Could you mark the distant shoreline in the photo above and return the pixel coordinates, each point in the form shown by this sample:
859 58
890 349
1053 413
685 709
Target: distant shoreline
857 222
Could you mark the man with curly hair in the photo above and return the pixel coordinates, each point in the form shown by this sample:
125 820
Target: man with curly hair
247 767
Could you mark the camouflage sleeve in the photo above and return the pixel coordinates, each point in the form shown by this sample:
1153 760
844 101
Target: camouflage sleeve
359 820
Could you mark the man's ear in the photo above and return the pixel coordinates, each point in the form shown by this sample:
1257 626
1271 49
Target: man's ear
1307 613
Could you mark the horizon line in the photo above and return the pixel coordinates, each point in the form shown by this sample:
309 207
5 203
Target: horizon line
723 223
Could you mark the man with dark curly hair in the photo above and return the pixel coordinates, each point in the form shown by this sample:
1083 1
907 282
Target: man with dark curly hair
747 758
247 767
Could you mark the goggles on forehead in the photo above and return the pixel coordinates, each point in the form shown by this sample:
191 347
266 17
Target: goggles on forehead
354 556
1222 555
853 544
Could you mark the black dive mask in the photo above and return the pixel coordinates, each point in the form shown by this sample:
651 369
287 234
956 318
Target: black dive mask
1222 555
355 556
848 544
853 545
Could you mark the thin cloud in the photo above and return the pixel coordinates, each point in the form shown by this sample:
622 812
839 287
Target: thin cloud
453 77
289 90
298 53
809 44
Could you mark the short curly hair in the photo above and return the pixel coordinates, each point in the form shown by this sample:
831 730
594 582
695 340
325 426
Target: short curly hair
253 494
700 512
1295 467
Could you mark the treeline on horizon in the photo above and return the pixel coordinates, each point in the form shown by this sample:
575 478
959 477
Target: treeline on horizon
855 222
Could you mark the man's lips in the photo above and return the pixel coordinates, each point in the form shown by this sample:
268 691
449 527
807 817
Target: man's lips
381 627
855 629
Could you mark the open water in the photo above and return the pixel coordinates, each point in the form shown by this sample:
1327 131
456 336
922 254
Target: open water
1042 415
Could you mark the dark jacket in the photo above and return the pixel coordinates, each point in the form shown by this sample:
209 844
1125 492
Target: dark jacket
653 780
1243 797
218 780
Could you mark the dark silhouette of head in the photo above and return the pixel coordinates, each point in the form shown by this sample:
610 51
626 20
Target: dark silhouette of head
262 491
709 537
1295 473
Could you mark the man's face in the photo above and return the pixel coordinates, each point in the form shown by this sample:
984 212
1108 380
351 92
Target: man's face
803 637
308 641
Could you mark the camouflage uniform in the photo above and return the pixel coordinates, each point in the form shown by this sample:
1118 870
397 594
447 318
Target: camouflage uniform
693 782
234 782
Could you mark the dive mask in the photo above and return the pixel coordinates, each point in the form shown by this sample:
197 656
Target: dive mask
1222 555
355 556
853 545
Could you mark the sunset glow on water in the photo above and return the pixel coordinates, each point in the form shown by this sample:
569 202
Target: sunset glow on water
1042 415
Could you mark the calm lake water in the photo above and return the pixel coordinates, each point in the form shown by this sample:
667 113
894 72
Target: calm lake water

+===+

Update the material above by changing every "Could you mark" to "Please mark", leaving everything else as it stands.

Please mark the distant shoreline in the photo above and return the pixel coordinates, each point in the form shown by this sample:
859 58
890 349
1053 413
685 709
Target: distant shoreline
857 222
Please mark the man with curly hair in the photo above and return the pixel coordinates, each point in the form shown by this sample:
125 820
Target: man with curly hair
247 767
Please mark the camouflage sleeve in the photo above and return the pixel coordinates, each point in the form shown by this sample:
1153 760
844 101
Target: camouflage sleeve
359 820
Please mark the man's ear in the photo above and return the pixel coordinates, each point in the form shown by this sample:
1257 626
1271 49
Target: man's ear
1307 613
Please mark the horizon line in the photo above and return the pixel coordinates, each point in the form shown by this sample:
309 207
5 203
Target: horizon line
723 223
Please mark the man with dark curly hair in the photo above and return the pixel coordinates, each point in the form shown by this sample:
1083 1
907 282
Target: man with dark curly hair
747 758
247 767
Please mark the goggles on forehead in the photo above and return the pixel coordinates, each point in the form shown by this sample:
191 347
266 17
Target: goggles on forehead
354 556
1222 555
853 544
Please mark the black dive mask in the photo above and return the pixel coordinates, each point in the form shown by this sample:
651 369
287 234
956 318
Target: black dive mask
1222 555
355 556
848 544
853 545
Please mark the thin cloud in the photo above and return the pixel coordinates, each point in the form shown by this sample:
622 812
839 287
Target: thin cloud
453 77
289 90
298 53
809 44
Please mark the short curly hair in the photo above and return the pixel coordinates, each point in the form shown by this sample:
831 730
594 582
695 340
325 426
Target: short curly hair
253 494
700 512
1295 467
Please mark the treeline on horizon in the photo above and return the pixel coordinates, each point in the form shown by this sample:
575 478
959 477
Target: treeline on horizon
855 222
Please mark the man's lips in the photo above and return the pixel coordinates, each point in the form shown by this sample:
268 691
449 527
807 817
Target: man's lips
381 627
855 629
Please mark the open water in the photo above and return the pixel coordinates, each point in the form shown by this sample:
1327 131
456 336
922 254
Target: open water
1042 415
Please mark the dark jacket in the photo above and return the pixel coordinates, each point in the form shown by this sample:
209 844
1125 492
Target: dark jacket
653 780
1243 797
218 780
Please mark the dark silhouette of head in the photo above and return the pixel coordinates, each point in the form shown by this sample:
610 51
626 20
Target: dark silhouette of head
262 491
709 537
1295 473
Please mark the man's face in the photo above and return the pixel coordinates, each point in the form shown by this sample:
984 212
1108 380
351 92
Target: man's face
803 637
308 641
Please mark the camouflage uniform in the photo above and return the pixel coordinates, each point in the form shown by this sample:
1118 870
397 594
447 318
Target: camouflage uniform
693 782
234 782
Please mark the dive mask in the photo above and return the pixel coordinates, each point in the form shown by this sample:
197 656
Target: dive mask
1222 555
355 556
853 545
Please mark the sunset glow on water in the photo above and return the pixel coordinates, each point in the form shown by this sample:
569 202
Target: sunset glow on water
1042 415
Please mark the calm lake water in the photo above and return the pixel coordinates, each point in the form shown by this sample:
667 113
894 72
Target: calm lake water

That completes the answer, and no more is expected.